### Description of the task
Please write out the material that follows, exactly as it stands.

(Location annotation dataset excerpts)
Start
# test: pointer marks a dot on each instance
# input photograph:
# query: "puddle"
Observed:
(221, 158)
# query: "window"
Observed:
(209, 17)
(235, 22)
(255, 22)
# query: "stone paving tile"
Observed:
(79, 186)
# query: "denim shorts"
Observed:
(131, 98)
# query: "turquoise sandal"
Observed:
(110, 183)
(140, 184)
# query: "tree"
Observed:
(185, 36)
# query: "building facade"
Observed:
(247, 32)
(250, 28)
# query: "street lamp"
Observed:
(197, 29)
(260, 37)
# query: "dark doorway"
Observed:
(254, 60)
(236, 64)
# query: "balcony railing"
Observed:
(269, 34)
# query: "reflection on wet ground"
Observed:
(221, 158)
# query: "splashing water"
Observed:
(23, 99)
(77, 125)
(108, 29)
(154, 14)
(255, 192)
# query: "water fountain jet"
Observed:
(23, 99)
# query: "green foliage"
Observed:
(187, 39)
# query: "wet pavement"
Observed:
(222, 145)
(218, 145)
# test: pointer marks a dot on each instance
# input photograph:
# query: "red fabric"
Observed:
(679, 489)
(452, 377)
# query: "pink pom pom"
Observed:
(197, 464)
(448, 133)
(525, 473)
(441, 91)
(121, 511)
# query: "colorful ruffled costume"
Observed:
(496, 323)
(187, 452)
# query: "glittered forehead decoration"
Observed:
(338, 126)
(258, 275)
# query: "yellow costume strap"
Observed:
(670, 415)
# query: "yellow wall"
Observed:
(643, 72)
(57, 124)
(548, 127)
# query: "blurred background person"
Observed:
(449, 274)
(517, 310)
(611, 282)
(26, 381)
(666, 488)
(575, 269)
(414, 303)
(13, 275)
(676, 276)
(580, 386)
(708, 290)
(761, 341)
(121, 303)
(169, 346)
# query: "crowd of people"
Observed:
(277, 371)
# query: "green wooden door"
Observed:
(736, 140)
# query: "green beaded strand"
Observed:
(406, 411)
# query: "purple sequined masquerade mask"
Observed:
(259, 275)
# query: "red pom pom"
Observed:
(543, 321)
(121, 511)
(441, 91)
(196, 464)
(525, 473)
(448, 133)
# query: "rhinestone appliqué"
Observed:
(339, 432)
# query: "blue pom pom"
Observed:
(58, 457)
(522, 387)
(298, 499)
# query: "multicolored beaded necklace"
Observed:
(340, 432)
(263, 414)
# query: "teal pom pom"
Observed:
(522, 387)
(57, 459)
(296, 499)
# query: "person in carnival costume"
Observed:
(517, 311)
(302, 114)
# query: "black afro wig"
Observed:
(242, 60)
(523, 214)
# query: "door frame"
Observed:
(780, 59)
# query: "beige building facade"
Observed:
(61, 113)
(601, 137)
End
### Full answer
# test: pointer marks a dot on each instance
# input photograph:
# query: "puddle"
Observed:
(221, 158)
# query: "window"
Observed:
(209, 17)
(235, 22)
(255, 22)
# query: "stone paving tile"
Observed:
(79, 186)
# query: "denim shorts"
Observed:
(131, 98)
# query: "turquoise sandal"
Observed:
(110, 183)
(140, 184)
# query: "tree"
Observed:
(185, 36)
# query: "building facade"
Observed:
(247, 32)
(250, 28)
# query: "street lamp"
Observed:
(197, 29)
(260, 37)
# query: "dark doorway"
Observed:
(254, 60)
(236, 64)
# query: "balcony railing"
Observed:
(269, 34)
# query: "reflection on wet ground"
Observed:
(221, 158)
# query: "splashing water"
Observed:
(23, 99)
(77, 125)
(108, 29)
(154, 14)
(255, 192)
# query: "water fountain jet"
Observed:
(23, 99)
# query: "green foliage"
Observed:
(187, 39)
# query: "wet pavement"
Observed:
(222, 145)
(218, 145)
# test: pointer marks a dot on each instance
# input photograph:
# query: "red fabric"
Observed:
(679, 489)
(452, 377)
# query: "pink pom pom"
Observed:
(197, 464)
(448, 133)
(525, 473)
(441, 91)
(121, 511)
# query: "colorful ruffled costume"
Observed:
(496, 323)
(187, 452)
# query: "glittered forehead decoration"
Observed:
(338, 126)
(258, 275)
# query: "yellow costume strap"
Observed:
(670, 415)
# query: "yellow wall"
Observed:
(643, 72)
(57, 124)
(548, 127)
# query: "blurred background person"
Observed:
(449, 274)
(517, 310)
(611, 282)
(26, 381)
(666, 488)
(575, 269)
(414, 303)
(13, 275)
(676, 276)
(580, 386)
(708, 290)
(761, 341)
(121, 303)
(169, 346)
# query: "crowd of people"
Observed:
(277, 371)
# query: "green wooden door"
Observed:
(736, 140)
# query: "green beaded strand"
Observed:
(406, 411)
# query: "purple sequined masquerade mask"
Observed:
(259, 275)
# query: "red pom pom"
Observed:
(543, 321)
(121, 511)
(441, 91)
(196, 464)
(525, 473)
(448, 133)
# query: "rhinestone appliqué"
Observed:
(339, 432)
# query: "blue pom pom"
Observed:
(58, 457)
(522, 387)
(298, 499)
# query: "multicolored beaded necklace"
Observed:
(340, 432)
(263, 414)
# query: "teal pom pom"
Observed:
(522, 387)
(57, 459)
(296, 499)
# query: "person in carnival costume"
Observed:
(517, 311)
(302, 114)
# query: "black afro wig"
Observed:
(242, 60)
(523, 214)
# query: "door frame"
Observed:
(780, 59)
# query: "beige building facade"
Observed:
(61, 113)
(601, 137)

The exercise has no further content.